Region pointing data:
---

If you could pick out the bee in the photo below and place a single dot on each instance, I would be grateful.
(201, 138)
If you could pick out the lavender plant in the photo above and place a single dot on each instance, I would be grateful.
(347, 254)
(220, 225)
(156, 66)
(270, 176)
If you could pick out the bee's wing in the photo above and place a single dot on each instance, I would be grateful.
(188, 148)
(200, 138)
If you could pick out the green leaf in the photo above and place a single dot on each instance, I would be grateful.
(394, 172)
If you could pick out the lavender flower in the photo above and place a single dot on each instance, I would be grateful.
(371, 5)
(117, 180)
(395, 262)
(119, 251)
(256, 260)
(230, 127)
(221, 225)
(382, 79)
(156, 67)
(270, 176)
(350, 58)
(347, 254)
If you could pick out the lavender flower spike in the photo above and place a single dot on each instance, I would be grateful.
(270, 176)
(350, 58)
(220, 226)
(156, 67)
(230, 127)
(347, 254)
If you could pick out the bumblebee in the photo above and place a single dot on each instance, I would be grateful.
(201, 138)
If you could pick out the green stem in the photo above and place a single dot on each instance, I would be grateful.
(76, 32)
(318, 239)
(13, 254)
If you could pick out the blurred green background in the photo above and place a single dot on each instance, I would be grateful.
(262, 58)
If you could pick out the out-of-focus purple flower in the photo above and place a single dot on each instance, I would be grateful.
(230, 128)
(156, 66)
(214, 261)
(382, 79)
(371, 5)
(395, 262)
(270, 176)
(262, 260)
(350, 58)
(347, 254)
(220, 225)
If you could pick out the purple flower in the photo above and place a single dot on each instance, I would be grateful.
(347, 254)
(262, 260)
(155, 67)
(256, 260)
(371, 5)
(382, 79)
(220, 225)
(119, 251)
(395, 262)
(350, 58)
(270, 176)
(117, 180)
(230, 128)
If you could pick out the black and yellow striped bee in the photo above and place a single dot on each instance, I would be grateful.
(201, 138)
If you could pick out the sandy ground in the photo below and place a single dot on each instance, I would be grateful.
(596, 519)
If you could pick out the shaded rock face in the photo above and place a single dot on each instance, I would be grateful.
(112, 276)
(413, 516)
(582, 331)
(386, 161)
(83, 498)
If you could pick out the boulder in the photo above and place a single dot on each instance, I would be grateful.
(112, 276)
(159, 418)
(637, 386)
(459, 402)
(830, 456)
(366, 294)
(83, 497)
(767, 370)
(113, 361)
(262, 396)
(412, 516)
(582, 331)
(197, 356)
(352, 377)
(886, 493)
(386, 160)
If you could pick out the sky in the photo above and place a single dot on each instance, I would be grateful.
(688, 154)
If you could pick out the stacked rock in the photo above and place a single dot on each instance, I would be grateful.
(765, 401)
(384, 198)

---

▶ ASSIGNMENT
The records above are to be printed in full, exactly as they appear.

▶ TASK OUTPUT
If you could pick out the bee in the photo below and place a single dot on each instance, I would be grateful.
(201, 138)
If you could pick out the lavender plant in the photo above and place a single dot on each instance, I would be grateful.
(347, 254)
(220, 225)
(156, 66)
(270, 176)
If you could pick out the bee's wing in the photo above and place a single dot on each instance, I would be grateful.
(188, 148)
(200, 138)
If you could pick out the green leaf in the photo above and place a single dot on each instance, I would be grateful.
(394, 172)
If you could pick out the lavender flower in the photo above and place a single dot on each instance, I would be grateful.
(371, 5)
(117, 180)
(395, 262)
(119, 251)
(256, 260)
(230, 127)
(221, 225)
(382, 79)
(156, 67)
(270, 176)
(350, 58)
(347, 254)
If you could pick out the lavender flower spike in the photo above and place a single dot on each instance, I would be grateful.
(270, 176)
(350, 58)
(220, 226)
(156, 67)
(230, 127)
(347, 254)
If you could pick out the bumblebee in the photo above and place a single dot on each instance, I would be grateful.
(201, 138)
If you could pick out the green stem in the photo above and place a single dot on each instance, I would be grateful.
(76, 32)
(318, 239)
(13, 254)
If you could pick out the blurred green background in the photo above and place a single dot on each instance, I would be grateful.
(262, 58)
If you could pick out the out-of-focus purple flower in the photo above and place a single dot on each instance, I would be grateful.
(230, 128)
(156, 66)
(214, 261)
(382, 79)
(371, 5)
(395, 262)
(270, 176)
(262, 260)
(350, 58)
(347, 254)
(220, 225)
If you could pick out the purple flower in the photo above and place a single dot on each instance, I would be grateful.
(347, 254)
(262, 260)
(155, 67)
(256, 260)
(371, 5)
(382, 79)
(220, 225)
(119, 251)
(395, 262)
(350, 58)
(270, 176)
(117, 180)
(230, 128)
If you could pick out the black and yellow striped bee in the photo above and place a single dot on each instance, I would be grateful.
(201, 138)
If you could pick out the sandy ground in the photo below and place a single dot on each instance, I would be grateful.
(596, 519)
If you could pick out the shaded rock face in the photo above and place a single dot on each instance, I would be grateful.
(112, 276)
(413, 516)
(582, 331)
(386, 161)
(83, 498)
If you could pick out the boulder in the photo above and place a single dot on each instance, I would be grateful.
(112, 276)
(159, 418)
(637, 386)
(459, 402)
(830, 456)
(366, 294)
(83, 497)
(767, 370)
(113, 361)
(262, 396)
(412, 516)
(582, 331)
(197, 356)
(352, 377)
(886, 493)
(386, 160)
If you could pick out the sky in the photo above and place a single dot on each instance, I would be grateful.
(688, 154)
If you could pick out the stacked rock in the photo above and place a single dot on each instance, I would be grateful.
(765, 401)
(384, 198)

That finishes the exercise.